> **Aangeleverde items**
+ + + +

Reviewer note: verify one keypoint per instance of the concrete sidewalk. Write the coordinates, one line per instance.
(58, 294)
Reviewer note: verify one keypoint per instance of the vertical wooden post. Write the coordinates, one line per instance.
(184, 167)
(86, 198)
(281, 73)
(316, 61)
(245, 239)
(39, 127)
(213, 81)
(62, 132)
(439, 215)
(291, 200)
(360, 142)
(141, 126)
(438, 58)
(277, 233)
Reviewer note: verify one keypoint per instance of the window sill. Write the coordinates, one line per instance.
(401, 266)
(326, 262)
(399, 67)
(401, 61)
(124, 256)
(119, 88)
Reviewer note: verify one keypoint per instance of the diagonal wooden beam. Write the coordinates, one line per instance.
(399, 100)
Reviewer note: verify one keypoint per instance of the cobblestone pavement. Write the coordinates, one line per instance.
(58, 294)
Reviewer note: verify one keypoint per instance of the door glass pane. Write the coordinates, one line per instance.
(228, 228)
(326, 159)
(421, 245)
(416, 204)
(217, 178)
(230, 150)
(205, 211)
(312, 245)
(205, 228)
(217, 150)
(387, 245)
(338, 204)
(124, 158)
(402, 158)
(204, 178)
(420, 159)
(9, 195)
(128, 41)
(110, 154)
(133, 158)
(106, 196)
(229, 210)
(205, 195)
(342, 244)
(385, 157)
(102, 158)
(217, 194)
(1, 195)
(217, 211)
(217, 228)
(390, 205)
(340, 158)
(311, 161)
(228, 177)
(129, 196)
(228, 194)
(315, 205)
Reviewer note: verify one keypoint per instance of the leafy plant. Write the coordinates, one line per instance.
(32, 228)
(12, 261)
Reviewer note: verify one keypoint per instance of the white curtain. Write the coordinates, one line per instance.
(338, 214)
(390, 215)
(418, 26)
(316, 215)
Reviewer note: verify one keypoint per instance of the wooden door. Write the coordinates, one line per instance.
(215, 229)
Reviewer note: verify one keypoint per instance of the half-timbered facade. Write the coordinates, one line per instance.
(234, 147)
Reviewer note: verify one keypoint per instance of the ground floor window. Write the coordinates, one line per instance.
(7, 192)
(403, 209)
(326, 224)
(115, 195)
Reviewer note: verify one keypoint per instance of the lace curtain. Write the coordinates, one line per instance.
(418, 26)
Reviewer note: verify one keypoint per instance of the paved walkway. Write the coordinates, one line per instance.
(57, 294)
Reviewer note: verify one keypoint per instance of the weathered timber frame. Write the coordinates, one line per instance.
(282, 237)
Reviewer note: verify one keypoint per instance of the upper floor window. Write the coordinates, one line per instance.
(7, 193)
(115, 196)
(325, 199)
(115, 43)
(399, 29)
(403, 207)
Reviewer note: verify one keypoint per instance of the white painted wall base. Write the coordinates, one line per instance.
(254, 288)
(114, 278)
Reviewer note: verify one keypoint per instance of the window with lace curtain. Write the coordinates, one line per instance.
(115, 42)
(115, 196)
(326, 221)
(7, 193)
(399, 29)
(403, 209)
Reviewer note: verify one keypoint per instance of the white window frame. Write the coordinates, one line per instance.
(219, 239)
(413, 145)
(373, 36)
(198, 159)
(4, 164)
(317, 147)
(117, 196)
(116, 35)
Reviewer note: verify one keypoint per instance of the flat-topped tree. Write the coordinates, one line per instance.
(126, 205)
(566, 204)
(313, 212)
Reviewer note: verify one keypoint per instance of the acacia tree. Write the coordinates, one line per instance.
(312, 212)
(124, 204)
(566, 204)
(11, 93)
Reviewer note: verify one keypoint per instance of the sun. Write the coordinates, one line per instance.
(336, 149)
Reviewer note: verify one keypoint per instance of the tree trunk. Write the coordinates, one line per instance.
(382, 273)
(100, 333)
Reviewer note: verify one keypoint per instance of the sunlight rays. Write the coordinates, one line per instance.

+ + + +

> **Opdracht**
Zet alle regels van de items hierboven om in een genummerde lijst en laat lege regels weg.

> **Resultaat opdracht**
1. Reviewer note: verify one keypoint per instance of the concrete sidewalk. Write the coordinates, one line per instance.
2. (58, 294)
3. Reviewer note: verify one keypoint per instance of the vertical wooden post. Write the coordinates, one line per instance.
4. (184, 167)
5. (86, 198)
6. (281, 73)
7. (316, 61)
8. (245, 239)
9. (39, 127)
10. (213, 81)
11. (62, 132)
12. (439, 215)
13. (291, 200)
14. (360, 142)
15. (141, 126)
16. (438, 58)
17. (277, 233)
18. Reviewer note: verify one keypoint per instance of the window sill. Write the coordinates, one line per instance.
19. (401, 266)
20. (326, 262)
21. (399, 67)
22. (401, 61)
23. (124, 256)
24. (119, 88)
25. Reviewer note: verify one keypoint per instance of the diagonal wooden beam. Write the coordinates, one line per instance.
26. (399, 100)
27. Reviewer note: verify one keypoint per instance of the cobblestone pavement. Write the coordinates, one line per instance.
28. (58, 294)
29. Reviewer note: verify one keypoint per instance of the door glass pane. Write the coordinates, one line per instance.
30. (228, 228)
31. (326, 159)
32. (421, 245)
33. (416, 204)
34. (217, 178)
35. (230, 150)
36. (205, 211)
37. (312, 245)
38. (205, 228)
39. (217, 150)
40. (387, 245)
41. (338, 204)
42. (124, 158)
43. (402, 158)
44. (204, 178)
45. (420, 159)
46. (9, 195)
47. (128, 41)
48. (110, 154)
49. (133, 158)
50. (106, 196)
51. (229, 210)
52. (205, 195)
53. (342, 244)
54. (385, 157)
55. (102, 158)
56. (217, 194)
57. (1, 195)
58. (217, 211)
59. (217, 228)
60. (390, 205)
61. (340, 158)
62. (311, 161)
63. (228, 177)
64. (129, 196)
65. (228, 194)
66. (315, 205)
67. Reviewer note: verify one keypoint per instance of the leafy plant. Write the coordinates, one line per instance.
68. (32, 228)
69. (12, 261)
70. Reviewer note: verify one keypoint per instance of the white curtain. Write the coordinates, one line per instance.
71. (338, 214)
72. (390, 215)
73. (418, 26)
74. (316, 215)
75. Reviewer note: verify one keypoint per instance of the wooden door. Write the coordinates, one line per instance.
76. (215, 229)
77. Reviewer note: verify one keypoint per instance of the half-timbered facade. Write the coordinates, one line per instance.
78. (234, 147)
79. Reviewer note: verify one keypoint per instance of the ground floor window. Write the coordinates, one line per instance.
80. (7, 192)
81. (403, 209)
82. (326, 224)
83. (115, 195)
84. Reviewer note: verify one keypoint per instance of the lace curtain. Write the coordinates, one line per instance.
85. (418, 26)
86. Reviewer note: verify one keypoint per instance of the paved walkway. Write the coordinates, one line per instance.
87. (57, 294)
88. Reviewer note: verify one keypoint per instance of the weathered timber frame. Write the coordinates, one line per instance.
89. (282, 237)
90. Reviewer note: verify one keypoint per instance of the upper floor window. Write the coordinates, one line per instance.
91. (7, 193)
92. (115, 196)
93. (325, 199)
94. (115, 43)
95. (399, 29)
96. (403, 207)
97. Reviewer note: verify one keypoint per instance of the white painted wall base. Write the coordinates, one line per instance.
98. (254, 288)
99. (114, 278)
100. Reviewer note: verify one keypoint per instance of the window with lace curtain. Write the coordinates, one line per instance.
101. (115, 42)
102. (115, 196)
103. (326, 221)
104. (7, 193)
105. (399, 29)
106. (403, 209)
107. Reviewer note: verify one keypoint per instance of the white window frame. Write the coordinates, one line per instance.
108. (219, 239)
109. (413, 145)
110. (373, 36)
111. (198, 159)
112. (4, 164)
113. (317, 147)
114. (117, 196)
115. (116, 35)
116. Reviewer note: verify one keypoint per instance of the flat-topped tree. Write the coordinates, one line per instance.
117. (126, 205)
118. (566, 204)
119. (313, 212)
120. Reviewer note: verify one keypoint per instance of the acacia tree. Write the coordinates, one line per instance.
121. (312, 212)
122. (124, 204)
123. (566, 204)
124. (11, 93)
125. Reviewer note: verify one keypoint per instance of the sun. Write the coordinates, one line per instance.
126. (336, 149)
127. Reviewer note: verify one keypoint per instance of the tree trunk. Write the coordinates, one line per instance.
128. (382, 273)
129. (100, 333)
130. Reviewer note: verify one keypoint per instance of the sunlight rays. Write the coordinates, one line per instance.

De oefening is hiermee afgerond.